Saved data entries
━━━━━━

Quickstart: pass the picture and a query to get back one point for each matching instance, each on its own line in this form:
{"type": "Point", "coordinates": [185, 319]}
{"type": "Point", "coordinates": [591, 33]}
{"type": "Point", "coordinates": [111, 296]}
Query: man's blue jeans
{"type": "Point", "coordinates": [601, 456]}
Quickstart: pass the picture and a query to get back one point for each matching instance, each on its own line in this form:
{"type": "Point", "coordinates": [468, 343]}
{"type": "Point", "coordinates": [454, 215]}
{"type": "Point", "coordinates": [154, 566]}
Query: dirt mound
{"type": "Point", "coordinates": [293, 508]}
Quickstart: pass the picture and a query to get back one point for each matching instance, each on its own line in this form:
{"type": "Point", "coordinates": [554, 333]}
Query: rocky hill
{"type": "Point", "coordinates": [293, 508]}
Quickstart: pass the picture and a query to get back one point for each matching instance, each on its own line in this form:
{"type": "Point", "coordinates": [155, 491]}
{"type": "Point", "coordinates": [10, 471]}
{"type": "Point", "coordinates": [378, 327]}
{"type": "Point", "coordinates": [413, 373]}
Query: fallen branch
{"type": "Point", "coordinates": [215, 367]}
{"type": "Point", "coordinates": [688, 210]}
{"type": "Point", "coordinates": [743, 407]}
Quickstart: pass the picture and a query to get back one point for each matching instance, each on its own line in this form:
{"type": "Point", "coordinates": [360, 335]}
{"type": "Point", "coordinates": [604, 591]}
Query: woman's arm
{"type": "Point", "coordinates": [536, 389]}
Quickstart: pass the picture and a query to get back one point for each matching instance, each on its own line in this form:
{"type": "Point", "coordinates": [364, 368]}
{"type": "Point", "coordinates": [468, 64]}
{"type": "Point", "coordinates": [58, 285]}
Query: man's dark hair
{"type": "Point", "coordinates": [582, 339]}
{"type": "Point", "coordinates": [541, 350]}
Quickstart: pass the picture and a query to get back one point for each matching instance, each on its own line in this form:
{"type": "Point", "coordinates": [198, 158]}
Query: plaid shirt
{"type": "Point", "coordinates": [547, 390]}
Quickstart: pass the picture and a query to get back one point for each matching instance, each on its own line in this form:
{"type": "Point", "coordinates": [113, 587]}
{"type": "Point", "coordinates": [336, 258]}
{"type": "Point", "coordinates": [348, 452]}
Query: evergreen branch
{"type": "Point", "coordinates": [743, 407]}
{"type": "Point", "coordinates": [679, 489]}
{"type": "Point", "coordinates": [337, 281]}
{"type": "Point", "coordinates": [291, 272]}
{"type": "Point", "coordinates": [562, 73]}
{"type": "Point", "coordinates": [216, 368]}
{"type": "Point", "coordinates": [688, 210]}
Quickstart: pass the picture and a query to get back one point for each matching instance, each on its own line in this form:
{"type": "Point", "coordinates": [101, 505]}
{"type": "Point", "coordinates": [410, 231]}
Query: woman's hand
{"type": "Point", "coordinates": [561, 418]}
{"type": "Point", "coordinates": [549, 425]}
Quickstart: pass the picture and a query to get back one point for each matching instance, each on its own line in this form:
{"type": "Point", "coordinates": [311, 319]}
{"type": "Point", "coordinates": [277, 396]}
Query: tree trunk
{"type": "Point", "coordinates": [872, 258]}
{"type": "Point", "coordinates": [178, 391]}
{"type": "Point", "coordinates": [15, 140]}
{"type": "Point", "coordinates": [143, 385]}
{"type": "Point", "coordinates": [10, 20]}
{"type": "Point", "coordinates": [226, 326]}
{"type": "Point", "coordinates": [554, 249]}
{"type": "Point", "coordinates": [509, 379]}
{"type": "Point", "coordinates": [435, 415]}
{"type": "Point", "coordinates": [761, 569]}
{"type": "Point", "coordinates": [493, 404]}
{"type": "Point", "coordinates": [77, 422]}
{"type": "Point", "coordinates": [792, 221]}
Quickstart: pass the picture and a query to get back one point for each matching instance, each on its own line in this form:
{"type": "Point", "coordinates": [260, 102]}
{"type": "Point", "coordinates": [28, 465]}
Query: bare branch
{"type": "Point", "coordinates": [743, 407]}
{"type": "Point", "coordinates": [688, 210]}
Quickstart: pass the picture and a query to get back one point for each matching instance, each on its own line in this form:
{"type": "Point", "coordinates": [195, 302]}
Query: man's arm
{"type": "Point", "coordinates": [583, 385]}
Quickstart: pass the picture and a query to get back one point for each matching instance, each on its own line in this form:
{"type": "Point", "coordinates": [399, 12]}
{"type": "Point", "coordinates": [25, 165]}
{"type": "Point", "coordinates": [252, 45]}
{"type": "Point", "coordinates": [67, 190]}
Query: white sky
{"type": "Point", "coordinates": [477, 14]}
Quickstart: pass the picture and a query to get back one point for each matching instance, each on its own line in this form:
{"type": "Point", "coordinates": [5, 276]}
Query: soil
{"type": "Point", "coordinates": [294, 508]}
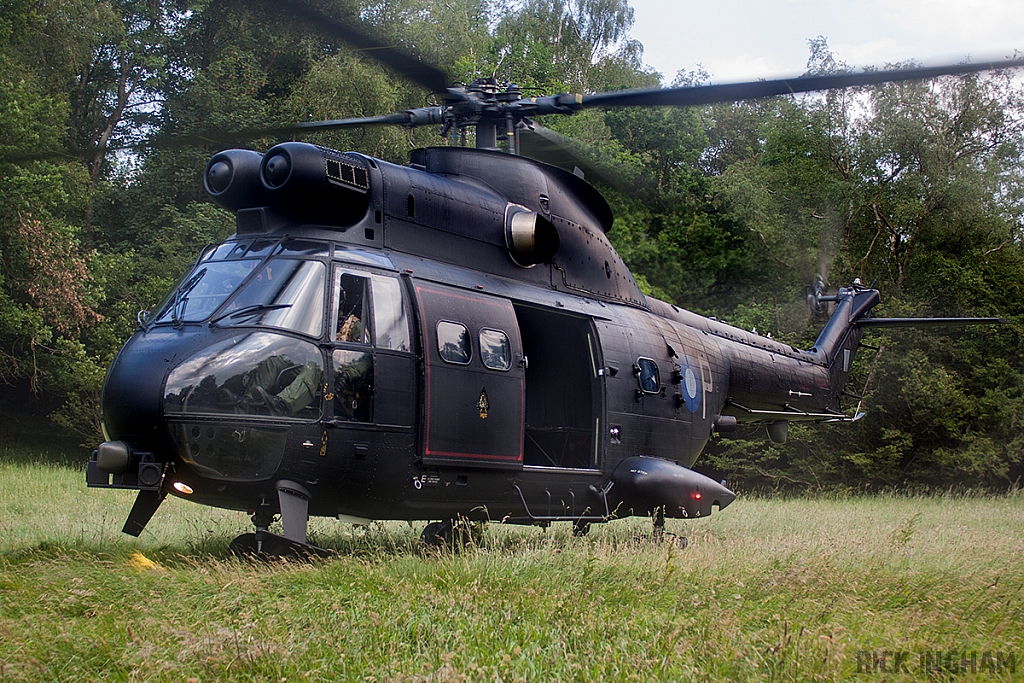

━━━━━━

> **ACTIVITY**: Repeat the full set of records exactly, and output no pictures.

> **WRITTEN SOLUTION**:
Quickstart: pass the picture and a query to get back one point for each matching instance, each on its own line in this form:
{"type": "Point", "coordinates": [185, 319]}
{"type": "Point", "coordinates": [591, 33]}
{"type": "Point", "coordinates": [111, 296]}
Query: man's blue jeans
{"type": "Point", "coordinates": [601, 456]}
Quickstart: pass the picture and a query to get back one point for each matching instance, each on its own line in this form:
{"type": "Point", "coordinates": [468, 343]}
{"type": "Point", "coordinates": [454, 215]}
{"type": "Point", "coordinates": [154, 566]}
Query: dirt mound
{"type": "Point", "coordinates": [293, 508]}
Quickstart: pass the picture and a query to get back one point for each matching instance, each on its own line in this form:
{"type": "Point", "coordinates": [554, 333]}
Query: rocky hill
{"type": "Point", "coordinates": [293, 508]}
Quickstart: pass the picture and a query to get back one point for each matching instance, each on its own line in this form:
{"type": "Point", "coordinates": [155, 491]}
{"type": "Point", "coordinates": [10, 471]}
{"type": "Point", "coordinates": [378, 327]}
{"type": "Point", "coordinates": [413, 373]}
Query: fallen branch
{"type": "Point", "coordinates": [215, 367]}
{"type": "Point", "coordinates": [688, 210]}
{"type": "Point", "coordinates": [743, 407]}
Quickstart: pass the picture and a query to get back one point for each matching instance, each on its own line in this form:
{"type": "Point", "coordinates": [360, 335]}
{"type": "Point", "coordinates": [604, 591]}
Query: woman's arm
{"type": "Point", "coordinates": [536, 389]}
Quickstart: pass the picture and a query to get back one point for each matching instance, each on its own line in this form:
{"type": "Point", "coordinates": [364, 368]}
{"type": "Point", "coordinates": [468, 64]}
{"type": "Point", "coordinates": [58, 285]}
Query: man's dark hair
{"type": "Point", "coordinates": [582, 339]}
{"type": "Point", "coordinates": [541, 350]}
Quickstart: pass the picture and a query to get back one point for each matching instance, each on its own line in this form:
{"type": "Point", "coordinates": [198, 158]}
Query: plaid shirt
{"type": "Point", "coordinates": [547, 390]}
Quickstart: pass the picture and a query to get back one point for each matching instance, each on its own line in this form:
{"type": "Point", "coordinates": [113, 587]}
{"type": "Point", "coordinates": [336, 258]}
{"type": "Point", "coordinates": [348, 452]}
Query: evergreen branch
{"type": "Point", "coordinates": [743, 407]}
{"type": "Point", "coordinates": [679, 489]}
{"type": "Point", "coordinates": [337, 281]}
{"type": "Point", "coordinates": [291, 272]}
{"type": "Point", "coordinates": [562, 73]}
{"type": "Point", "coordinates": [216, 368]}
{"type": "Point", "coordinates": [688, 210]}
Quickstart: pass the picture and a query to get back one point for each matching instance, each on its own line in this form:
{"type": "Point", "coordinates": [101, 505]}
{"type": "Point", "coordinates": [410, 231]}
Query: woman's hand
{"type": "Point", "coordinates": [561, 418]}
{"type": "Point", "coordinates": [549, 425]}
Quickstart: pass the picture and a query to get back one point for each matching instance, each on its own line in this form:
{"type": "Point", "coordinates": [311, 319]}
{"type": "Point", "coordinates": [277, 396]}
Query: tree trunk
{"type": "Point", "coordinates": [872, 258]}
{"type": "Point", "coordinates": [178, 391]}
{"type": "Point", "coordinates": [15, 140]}
{"type": "Point", "coordinates": [143, 385]}
{"type": "Point", "coordinates": [10, 20]}
{"type": "Point", "coordinates": [226, 326]}
{"type": "Point", "coordinates": [554, 249]}
{"type": "Point", "coordinates": [509, 379]}
{"type": "Point", "coordinates": [435, 415]}
{"type": "Point", "coordinates": [761, 569]}
{"type": "Point", "coordinates": [493, 404]}
{"type": "Point", "coordinates": [77, 422]}
{"type": "Point", "coordinates": [792, 221]}
Quickstart: pass the picture and a query to get back one point for each matching instance, each on its own line in this form:
{"type": "Point", "coordinates": [260, 102]}
{"type": "Point", "coordinates": [28, 465]}
Query: bare branch
{"type": "Point", "coordinates": [743, 407]}
{"type": "Point", "coordinates": [688, 210]}
Quickstart: pass the picture and a query to get back one point for each matching instance, each on its own line in this form:
{"type": "Point", "coordinates": [195, 302]}
Query: man's arm
{"type": "Point", "coordinates": [583, 385]}
Quickstart: pass the picture and a query to get back one point for each matching instance, each on its own line in this form:
{"type": "Point", "coordinates": [399, 12]}
{"type": "Point", "coordinates": [25, 165]}
{"type": "Point", "coordinates": [252, 45]}
{"type": "Point", "coordinates": [67, 190]}
Query: white sky
{"type": "Point", "coordinates": [477, 14]}
Quickstart: pass the picture and a query to get back one point for each matching instance, each on its own line in this form:
{"type": "Point", "coordinates": [5, 276]}
Query: soil
{"type": "Point", "coordinates": [294, 508]}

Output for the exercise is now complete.